Text extract
# # # #
Switchgrass Cutting Height Study

There is increasing interest in managing switchgrass in the Mid-South for both biofuel and forage production. Evidence suggests that low cutting heights will weaken switchgrass stands, thus reducing future yields and increasing weed invasion. However, there is no published data comparing multiple cutting heights on switchgrass or documenting optimum cutting heights for maintaining stand vitality and yield over time.

Using existing mature switchgrass stands, an experiment was conducted to document response over a cutting height gradient for three widely used varieties of switchgrass. A completely randomized block design with two factors was used. Factors were cutting height (4, 8, 12, and 16 inch stubble height) and variety (Cave-in-rock, Alamo, and Kanlow) all replicated four times. Two harvests were taken in 2007 through 2011, with timing of harvest set to that of a hay production system. Results indicate that Kanlow, Cave-in-rock, and Alamo switchgrass will produce comparable yields given similar growing conditions. Additionally, harvesting switchgrass at shorter heights did not necessarily produce higher yields. Yield differences in cutting height became more apparent after year two of the experiment, which suggests that a shorter cutting height (4-in) has negative impacts on sustaining long-term yields and stand viability in a two-cut system.   

Cutting height study, 2011. Experiment is being conducted on the Plant Science Unit's 20 year-old switchgrass stand.
# # # #
Data supplied
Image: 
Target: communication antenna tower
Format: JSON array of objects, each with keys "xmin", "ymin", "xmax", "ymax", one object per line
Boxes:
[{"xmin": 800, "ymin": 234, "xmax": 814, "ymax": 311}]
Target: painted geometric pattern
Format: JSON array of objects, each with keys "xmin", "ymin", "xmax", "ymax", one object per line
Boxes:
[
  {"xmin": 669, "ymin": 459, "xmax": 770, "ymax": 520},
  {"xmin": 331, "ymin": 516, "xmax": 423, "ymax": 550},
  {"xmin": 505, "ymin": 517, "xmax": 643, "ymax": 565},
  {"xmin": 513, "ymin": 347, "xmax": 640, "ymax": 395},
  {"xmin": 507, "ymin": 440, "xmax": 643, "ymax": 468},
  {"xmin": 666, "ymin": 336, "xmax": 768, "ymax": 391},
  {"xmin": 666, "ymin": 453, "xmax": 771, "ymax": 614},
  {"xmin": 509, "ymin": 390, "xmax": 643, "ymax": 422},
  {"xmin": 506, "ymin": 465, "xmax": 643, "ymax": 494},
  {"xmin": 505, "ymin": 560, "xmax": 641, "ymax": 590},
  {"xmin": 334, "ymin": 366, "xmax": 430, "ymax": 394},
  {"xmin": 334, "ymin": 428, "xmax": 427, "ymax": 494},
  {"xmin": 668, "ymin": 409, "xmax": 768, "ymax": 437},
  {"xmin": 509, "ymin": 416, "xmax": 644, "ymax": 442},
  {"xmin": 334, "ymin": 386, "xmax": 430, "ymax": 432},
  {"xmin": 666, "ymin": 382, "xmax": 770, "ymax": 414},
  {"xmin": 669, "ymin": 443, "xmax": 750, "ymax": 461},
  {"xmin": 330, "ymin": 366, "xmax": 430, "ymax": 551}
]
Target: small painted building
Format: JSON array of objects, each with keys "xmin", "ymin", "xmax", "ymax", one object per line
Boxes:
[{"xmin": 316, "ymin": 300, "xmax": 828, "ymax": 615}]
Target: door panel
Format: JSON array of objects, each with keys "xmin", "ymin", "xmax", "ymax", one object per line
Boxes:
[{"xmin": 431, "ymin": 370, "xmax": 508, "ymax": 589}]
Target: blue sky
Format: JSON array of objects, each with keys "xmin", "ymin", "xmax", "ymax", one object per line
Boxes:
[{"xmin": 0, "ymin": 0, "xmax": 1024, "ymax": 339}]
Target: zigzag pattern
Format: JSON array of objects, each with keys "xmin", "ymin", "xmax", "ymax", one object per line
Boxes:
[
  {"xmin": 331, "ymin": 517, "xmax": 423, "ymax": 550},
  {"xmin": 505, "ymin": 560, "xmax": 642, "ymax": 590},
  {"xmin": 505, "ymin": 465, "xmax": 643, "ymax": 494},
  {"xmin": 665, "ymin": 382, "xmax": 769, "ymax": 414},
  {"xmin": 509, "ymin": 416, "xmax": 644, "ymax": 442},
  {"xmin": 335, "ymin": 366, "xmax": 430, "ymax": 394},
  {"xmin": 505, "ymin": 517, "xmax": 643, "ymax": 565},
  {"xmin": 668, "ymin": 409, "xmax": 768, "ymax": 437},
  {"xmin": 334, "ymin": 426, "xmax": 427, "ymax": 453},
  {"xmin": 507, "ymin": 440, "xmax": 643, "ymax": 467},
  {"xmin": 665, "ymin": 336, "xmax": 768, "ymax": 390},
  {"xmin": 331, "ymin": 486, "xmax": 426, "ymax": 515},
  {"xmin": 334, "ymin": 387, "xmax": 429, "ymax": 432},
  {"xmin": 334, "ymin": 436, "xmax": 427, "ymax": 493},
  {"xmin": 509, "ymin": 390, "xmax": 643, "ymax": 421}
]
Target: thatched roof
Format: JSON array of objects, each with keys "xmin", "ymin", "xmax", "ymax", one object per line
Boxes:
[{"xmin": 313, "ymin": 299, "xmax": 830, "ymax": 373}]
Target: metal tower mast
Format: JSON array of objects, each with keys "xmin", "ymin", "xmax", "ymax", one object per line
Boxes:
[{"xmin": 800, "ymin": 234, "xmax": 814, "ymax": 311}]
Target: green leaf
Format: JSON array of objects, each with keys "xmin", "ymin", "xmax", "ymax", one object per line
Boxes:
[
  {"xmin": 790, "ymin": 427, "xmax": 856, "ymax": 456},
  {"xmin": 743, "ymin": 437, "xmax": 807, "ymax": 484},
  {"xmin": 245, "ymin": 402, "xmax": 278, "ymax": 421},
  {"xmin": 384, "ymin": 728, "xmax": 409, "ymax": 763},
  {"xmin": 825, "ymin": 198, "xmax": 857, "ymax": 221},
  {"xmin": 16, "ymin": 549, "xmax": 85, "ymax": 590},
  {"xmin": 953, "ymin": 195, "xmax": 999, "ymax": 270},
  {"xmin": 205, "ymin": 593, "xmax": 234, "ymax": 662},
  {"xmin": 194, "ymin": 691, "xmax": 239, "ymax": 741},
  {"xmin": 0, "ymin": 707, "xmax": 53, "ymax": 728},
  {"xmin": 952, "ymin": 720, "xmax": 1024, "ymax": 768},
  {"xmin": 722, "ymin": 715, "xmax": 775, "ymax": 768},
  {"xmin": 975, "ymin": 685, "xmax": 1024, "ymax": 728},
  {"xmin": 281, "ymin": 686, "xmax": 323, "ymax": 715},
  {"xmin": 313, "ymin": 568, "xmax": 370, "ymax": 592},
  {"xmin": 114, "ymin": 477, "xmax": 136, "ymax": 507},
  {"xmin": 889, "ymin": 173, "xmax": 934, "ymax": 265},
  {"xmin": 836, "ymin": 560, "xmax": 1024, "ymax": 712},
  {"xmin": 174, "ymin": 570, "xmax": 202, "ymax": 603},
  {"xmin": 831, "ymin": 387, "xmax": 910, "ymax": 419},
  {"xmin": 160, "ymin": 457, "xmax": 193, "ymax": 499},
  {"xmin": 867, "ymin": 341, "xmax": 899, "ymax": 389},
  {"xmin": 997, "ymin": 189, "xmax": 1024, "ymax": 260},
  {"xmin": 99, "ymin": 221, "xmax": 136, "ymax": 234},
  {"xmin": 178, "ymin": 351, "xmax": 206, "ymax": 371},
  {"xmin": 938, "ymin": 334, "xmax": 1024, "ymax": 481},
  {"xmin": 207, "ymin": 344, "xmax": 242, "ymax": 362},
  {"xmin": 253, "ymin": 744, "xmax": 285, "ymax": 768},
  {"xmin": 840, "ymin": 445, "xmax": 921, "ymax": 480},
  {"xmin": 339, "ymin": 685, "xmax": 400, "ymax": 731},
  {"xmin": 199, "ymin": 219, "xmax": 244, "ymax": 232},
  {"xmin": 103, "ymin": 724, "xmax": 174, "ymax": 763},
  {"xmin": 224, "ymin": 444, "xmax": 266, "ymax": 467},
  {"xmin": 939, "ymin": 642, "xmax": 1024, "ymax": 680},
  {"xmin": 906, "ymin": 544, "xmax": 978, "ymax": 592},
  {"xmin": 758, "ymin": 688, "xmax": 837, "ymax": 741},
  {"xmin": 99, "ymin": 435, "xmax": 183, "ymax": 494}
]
# # # #
Actions to take
**1.** Find every line in the rows above that contains "Target", and copy each one. Case counts.
**2.** Continue the switchgrass cutting height study from where it stops.

Answer set
**1.**
Target: communication antenna tower
Target: painted geometric pattern
Target: small painted building
Target: door panel
Target: blue sky
Target: zigzag pattern
Target: thatched roof
Target: metal tower mast
Target: green leaf

**2.**
NOTE: Also see biofuels page for the integrated forage/biofuels project.

Grazing Winter Annuals in Native Grass Forage Systems

Native warm-season grasses (NWSG) forage producers may want to take advantage of native grasses’ relatively long dormant season by “double-cropping” with winter annuals. This approach has long been used with bermudagrass. If a system can be developed that maintains the viability of the NWSG stand, this approach could make NWSG a more attractive alternative for producers.
We will establish winter wheat and annual ryegrass into existing stands of switchgrass and a big bluestem/indiangrass mix. Stands will be grazed by steers during the winter months in a randomized block design using 3-ac paddocks. Work will be conducted at Middle Tennessee Research and Education Center. Gains and NWSG stand quality will be monitored and compared to stockpiled fescue-red clover. NWSG stand condition with winter annuals will be compared to an un-planted and un-grazed control.

Jersey heifer foraging on switchgrass at Middle Tennessee Research and Education Center.

Switchgrass Establishment Studies

Switchgrass is anticipated to become a major crop in Tennessee both for the emerging biofuel industry, as well as for integrated forage systems. This species has many ecological benefits as it sequesters significant amounts of carbon, provides wildlife habitat, and requires low amounts of synthetic-nitrogen. However, one major obstacle for large-scale switchgrass production is consistent stand establishment. Assumed, but largely untested establishment strategies include dormant-season planting and utilizing winter annual nurse crops in order to reduce weed incidence; however, the success of these approaches have not been well-documented.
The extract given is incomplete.